— start of Passage shown —
## Check Coverage of Schema properties by repository

In [1]:
import pandas as pd
import json
import requests
from datetime import datetime
import os

In [2]:
def generate_coverage_table(sourcelist,propertylist):
    ## classify the propertylist:
    if 'name' in propertylist:
        listtype = "MR"
        if 'version' in propertylist:
            listtype = 'MRO'
    else:
        listtype = "O"
    ## Generate base df
    print('Generating base df')
    allist = []
    for eachproperty in propertylist:
        api_base_call = f'https://api.data.niaid.nih.gov/v1/query?q=_exists_:{eachproperty}'
        r = requests.get(api_base_call)
        tmpdict = json.loads(r.text)
        totals = tmpdict['total']
        allist.append({'property':eachproperty,'All':totals})
    alldf = pd.DataFrame(allist)
    ## Append all other coverage data
    totaldf = alldf.copy()
— end of Passage shown —
— start of Provided records —
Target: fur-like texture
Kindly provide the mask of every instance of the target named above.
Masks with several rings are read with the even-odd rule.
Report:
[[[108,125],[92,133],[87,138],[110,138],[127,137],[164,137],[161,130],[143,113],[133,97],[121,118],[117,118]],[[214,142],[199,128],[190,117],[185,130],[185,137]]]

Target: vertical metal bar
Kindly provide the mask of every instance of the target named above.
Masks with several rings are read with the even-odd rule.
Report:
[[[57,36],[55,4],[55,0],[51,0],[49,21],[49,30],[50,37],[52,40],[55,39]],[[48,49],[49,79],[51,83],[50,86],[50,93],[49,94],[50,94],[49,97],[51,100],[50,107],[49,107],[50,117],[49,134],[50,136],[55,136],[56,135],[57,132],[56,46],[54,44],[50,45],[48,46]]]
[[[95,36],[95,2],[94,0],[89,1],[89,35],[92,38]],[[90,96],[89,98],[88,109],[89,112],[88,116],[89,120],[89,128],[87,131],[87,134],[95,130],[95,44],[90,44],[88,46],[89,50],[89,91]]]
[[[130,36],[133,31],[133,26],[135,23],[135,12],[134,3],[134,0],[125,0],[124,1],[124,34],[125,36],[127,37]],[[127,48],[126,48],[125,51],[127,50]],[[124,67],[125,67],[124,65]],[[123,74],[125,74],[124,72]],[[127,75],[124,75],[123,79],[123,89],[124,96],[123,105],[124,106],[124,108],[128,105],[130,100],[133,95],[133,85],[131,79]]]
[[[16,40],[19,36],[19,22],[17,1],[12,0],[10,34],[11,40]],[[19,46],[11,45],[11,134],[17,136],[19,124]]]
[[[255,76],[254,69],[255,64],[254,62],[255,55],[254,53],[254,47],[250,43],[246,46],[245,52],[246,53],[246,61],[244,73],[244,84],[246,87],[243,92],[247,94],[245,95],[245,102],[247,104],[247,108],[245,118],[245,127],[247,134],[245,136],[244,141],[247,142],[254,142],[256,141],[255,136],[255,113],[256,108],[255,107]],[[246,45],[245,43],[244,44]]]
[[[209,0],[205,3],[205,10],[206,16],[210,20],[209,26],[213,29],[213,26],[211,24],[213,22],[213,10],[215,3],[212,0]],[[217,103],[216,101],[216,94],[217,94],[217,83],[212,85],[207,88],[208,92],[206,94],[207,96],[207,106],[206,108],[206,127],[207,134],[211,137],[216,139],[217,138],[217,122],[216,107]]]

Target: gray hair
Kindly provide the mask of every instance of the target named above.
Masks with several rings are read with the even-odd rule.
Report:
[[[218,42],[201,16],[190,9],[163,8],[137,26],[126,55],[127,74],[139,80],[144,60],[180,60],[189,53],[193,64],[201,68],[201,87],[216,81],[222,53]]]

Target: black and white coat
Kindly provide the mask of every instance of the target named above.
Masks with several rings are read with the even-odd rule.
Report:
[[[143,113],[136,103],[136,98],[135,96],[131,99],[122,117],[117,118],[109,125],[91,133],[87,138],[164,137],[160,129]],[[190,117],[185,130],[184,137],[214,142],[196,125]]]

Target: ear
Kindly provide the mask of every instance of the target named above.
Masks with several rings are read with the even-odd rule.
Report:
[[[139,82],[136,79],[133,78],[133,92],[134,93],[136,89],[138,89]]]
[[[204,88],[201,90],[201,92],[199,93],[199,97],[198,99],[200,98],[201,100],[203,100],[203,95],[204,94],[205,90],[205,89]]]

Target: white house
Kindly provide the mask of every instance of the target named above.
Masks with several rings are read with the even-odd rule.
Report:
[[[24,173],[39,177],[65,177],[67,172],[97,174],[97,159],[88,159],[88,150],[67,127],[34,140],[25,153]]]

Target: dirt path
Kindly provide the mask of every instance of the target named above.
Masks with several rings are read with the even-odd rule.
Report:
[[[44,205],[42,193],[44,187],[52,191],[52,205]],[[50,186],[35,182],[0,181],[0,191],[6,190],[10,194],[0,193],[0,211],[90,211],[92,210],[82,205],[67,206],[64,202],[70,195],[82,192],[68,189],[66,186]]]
— end of Provided records —
## Requirements
**A)** In the coverage notebook, what value does the function assign to listtype when 'name' is not in the property list?
**B)** Duplicate the stretch of the coverage notebook from "allist = []" through "alldf = pd.DataFrame(allist)".

## Answers
**A)** "O"

**B)**
allist = []
    for eachproperty in propertylist:
        api_base_call = f'https://api.data.niaid.nih.gov/v1/query?q=_exists_:{eachproperty}'
        r = requests.get(api_base_call)
        tmpdict = json.loads(r.text)
        totals = tmpdict['total']
        allist.append({'property':eachproperty,'All':totals})
    alldf = pd.DataFrame(allist)